SUPPLIED MATERIAL

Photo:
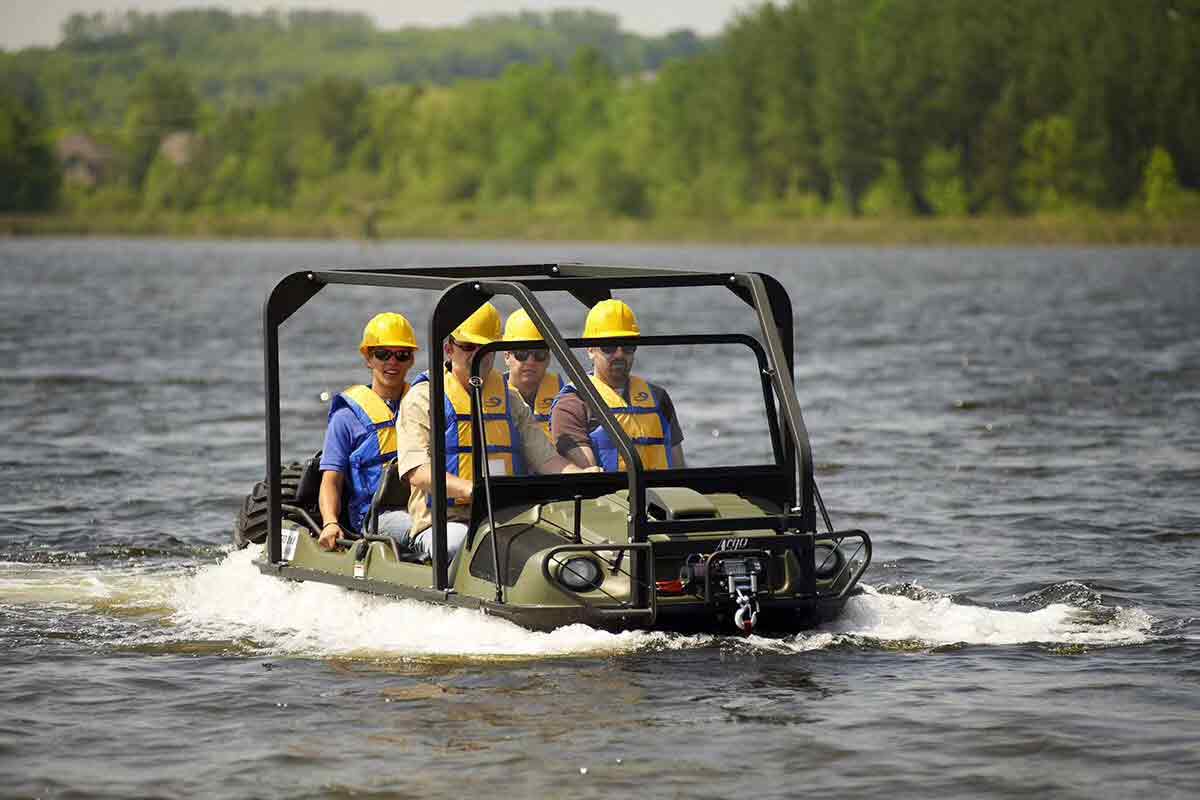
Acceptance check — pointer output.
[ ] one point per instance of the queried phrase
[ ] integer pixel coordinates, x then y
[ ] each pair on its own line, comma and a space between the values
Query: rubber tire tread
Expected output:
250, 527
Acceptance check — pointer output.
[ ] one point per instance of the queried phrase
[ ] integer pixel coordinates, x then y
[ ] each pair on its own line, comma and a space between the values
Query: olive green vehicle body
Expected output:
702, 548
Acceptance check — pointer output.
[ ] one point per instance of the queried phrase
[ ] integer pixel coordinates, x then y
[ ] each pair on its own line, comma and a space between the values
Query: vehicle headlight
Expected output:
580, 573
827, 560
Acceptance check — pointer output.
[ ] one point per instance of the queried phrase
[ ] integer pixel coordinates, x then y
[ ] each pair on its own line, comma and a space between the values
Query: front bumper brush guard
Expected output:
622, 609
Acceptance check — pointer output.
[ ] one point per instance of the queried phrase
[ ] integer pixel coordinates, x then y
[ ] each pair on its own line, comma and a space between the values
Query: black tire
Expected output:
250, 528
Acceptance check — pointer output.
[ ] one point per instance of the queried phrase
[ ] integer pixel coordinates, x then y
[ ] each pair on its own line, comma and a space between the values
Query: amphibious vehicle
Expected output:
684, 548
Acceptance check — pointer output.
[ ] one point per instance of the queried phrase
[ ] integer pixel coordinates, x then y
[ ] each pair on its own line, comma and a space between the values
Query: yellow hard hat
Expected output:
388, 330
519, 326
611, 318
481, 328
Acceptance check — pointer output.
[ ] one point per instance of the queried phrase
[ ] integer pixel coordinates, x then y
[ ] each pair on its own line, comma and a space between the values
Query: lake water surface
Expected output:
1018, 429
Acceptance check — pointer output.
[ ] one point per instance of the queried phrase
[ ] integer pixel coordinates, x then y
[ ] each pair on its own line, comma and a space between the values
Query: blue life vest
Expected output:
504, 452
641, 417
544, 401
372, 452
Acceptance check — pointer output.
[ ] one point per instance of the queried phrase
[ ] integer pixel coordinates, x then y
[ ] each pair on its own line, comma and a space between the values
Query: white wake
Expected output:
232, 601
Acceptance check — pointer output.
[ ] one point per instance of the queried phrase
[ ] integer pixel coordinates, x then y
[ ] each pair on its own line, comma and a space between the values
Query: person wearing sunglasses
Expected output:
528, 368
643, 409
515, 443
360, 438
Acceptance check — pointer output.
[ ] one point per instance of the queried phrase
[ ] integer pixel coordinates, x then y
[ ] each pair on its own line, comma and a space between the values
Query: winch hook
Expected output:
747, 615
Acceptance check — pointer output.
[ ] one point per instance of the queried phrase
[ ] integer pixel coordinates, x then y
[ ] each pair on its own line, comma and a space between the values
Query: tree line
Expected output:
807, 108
* * *
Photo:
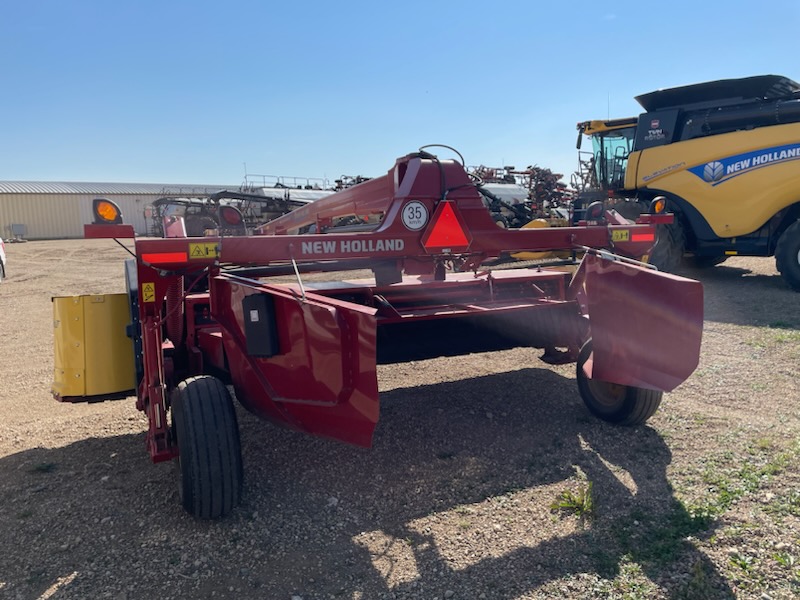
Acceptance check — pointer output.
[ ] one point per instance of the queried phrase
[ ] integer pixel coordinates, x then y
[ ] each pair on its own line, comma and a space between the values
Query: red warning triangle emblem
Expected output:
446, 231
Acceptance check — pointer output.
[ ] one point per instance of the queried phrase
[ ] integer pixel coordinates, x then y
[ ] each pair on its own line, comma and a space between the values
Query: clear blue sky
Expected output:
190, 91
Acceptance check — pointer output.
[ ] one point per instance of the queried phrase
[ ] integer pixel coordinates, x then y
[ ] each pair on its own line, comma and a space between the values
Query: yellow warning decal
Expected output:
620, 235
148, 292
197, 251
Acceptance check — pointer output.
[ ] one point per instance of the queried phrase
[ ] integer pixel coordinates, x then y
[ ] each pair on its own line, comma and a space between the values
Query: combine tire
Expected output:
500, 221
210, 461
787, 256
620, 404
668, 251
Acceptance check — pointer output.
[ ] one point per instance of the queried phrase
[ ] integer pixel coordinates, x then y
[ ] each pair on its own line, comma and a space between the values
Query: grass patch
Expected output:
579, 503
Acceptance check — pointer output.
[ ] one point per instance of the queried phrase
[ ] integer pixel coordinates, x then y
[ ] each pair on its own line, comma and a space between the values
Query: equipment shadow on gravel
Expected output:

AIM OF THE TASK
Which lines of the items contain the string "warning"? Report each such line in full, and treat case as significant.

WORKED ANSWER
Query: red warning triangle emblem
Query: yellow warning decal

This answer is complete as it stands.